Data records
★ ★ ★ ★ ★ ★ ★
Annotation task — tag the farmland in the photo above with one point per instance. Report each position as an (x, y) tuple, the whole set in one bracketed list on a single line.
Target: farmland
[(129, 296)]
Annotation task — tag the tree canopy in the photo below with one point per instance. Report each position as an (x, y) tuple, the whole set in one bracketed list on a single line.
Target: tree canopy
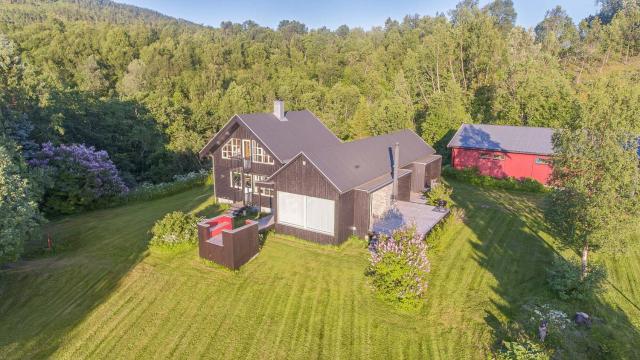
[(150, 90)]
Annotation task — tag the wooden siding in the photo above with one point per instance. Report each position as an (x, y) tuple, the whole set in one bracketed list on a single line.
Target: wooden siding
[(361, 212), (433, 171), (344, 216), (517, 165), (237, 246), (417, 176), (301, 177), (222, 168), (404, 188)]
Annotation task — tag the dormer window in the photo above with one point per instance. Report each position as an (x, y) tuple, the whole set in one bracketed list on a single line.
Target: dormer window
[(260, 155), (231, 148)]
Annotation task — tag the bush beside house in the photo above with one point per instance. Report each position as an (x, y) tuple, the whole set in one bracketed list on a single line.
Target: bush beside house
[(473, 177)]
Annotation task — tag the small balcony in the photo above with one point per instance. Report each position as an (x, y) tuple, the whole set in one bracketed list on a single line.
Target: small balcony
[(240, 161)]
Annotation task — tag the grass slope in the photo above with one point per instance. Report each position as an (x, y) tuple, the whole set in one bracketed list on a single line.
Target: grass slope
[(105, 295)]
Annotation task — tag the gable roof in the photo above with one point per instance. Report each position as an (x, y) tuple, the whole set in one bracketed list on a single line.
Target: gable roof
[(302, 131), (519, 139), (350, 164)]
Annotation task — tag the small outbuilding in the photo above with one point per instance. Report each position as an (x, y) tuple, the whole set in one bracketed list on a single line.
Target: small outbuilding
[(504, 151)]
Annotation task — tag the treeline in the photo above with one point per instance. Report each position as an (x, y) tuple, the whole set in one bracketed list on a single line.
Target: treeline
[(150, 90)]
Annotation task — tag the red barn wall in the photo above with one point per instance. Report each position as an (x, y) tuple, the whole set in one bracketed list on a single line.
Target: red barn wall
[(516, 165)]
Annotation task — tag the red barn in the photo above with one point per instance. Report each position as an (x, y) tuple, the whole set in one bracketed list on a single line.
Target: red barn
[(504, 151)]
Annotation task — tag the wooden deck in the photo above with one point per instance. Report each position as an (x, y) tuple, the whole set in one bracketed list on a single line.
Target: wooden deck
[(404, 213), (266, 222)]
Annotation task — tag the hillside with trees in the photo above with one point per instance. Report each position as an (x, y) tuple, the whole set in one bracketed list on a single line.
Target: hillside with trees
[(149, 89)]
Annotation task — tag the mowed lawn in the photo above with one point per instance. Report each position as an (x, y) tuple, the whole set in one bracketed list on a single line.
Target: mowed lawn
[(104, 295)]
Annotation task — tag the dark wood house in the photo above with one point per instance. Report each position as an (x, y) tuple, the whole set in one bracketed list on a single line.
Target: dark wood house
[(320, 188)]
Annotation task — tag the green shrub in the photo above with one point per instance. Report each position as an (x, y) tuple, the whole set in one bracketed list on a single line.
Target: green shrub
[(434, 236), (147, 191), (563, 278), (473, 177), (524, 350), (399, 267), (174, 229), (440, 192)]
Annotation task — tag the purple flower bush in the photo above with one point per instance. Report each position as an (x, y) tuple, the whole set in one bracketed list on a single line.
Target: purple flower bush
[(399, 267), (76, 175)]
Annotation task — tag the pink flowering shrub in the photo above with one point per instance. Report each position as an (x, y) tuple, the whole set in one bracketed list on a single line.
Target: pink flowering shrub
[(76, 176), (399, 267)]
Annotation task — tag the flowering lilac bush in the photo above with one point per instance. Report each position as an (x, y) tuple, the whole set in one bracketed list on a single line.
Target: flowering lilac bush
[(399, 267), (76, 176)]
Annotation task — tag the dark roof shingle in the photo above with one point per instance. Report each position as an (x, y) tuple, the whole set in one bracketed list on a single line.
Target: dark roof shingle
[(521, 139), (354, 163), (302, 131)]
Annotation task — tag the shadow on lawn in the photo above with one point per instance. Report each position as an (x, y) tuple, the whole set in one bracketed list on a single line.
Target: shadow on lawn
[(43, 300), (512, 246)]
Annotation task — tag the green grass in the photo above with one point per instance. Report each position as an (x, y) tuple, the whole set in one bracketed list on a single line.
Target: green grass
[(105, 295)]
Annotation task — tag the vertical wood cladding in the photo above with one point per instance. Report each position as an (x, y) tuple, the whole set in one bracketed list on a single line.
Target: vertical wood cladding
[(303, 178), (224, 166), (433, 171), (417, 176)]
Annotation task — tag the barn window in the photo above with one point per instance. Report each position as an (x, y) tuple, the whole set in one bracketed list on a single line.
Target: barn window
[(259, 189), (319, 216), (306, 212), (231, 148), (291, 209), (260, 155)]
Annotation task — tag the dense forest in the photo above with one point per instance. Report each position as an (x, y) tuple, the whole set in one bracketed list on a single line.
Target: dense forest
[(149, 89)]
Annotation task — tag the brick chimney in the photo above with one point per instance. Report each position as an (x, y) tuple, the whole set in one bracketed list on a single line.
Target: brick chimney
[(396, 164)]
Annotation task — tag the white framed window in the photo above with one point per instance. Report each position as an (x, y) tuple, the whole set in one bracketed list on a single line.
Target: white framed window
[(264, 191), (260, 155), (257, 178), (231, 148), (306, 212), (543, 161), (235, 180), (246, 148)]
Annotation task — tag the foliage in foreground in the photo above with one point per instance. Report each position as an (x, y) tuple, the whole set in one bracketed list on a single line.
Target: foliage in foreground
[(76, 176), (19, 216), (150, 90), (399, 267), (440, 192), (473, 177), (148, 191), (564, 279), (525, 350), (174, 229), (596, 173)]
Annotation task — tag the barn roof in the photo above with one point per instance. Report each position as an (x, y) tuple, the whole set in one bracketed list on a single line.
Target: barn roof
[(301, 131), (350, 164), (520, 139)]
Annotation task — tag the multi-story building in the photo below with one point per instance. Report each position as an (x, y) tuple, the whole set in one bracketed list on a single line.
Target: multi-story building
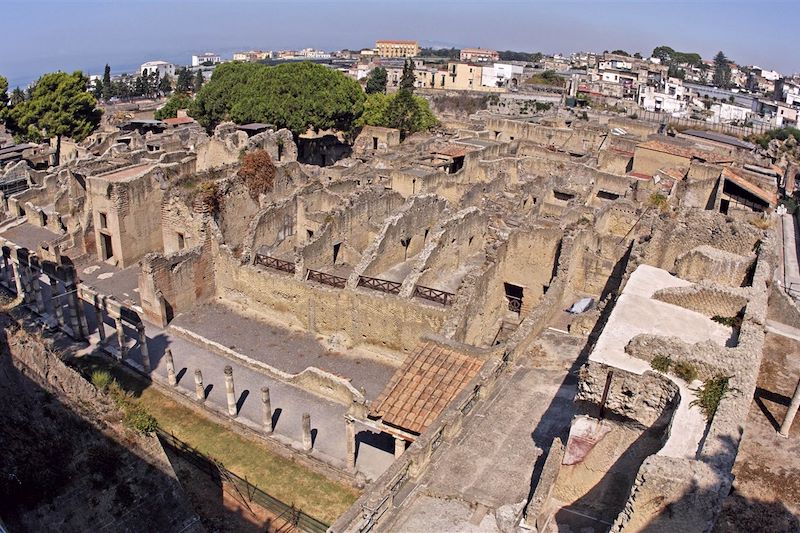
★ ★ ★ ★ ★ ★ ★
WHAT IS NEEDED: Copy each line of the records containing the string "story".

SOLVED PROBLEM:
Annotation task — tag the multi-story building in the photo below with one point per instance. Report each position as an (x, y) tuple, the whole set in one bracketed list on a single line.
Target: multi-story building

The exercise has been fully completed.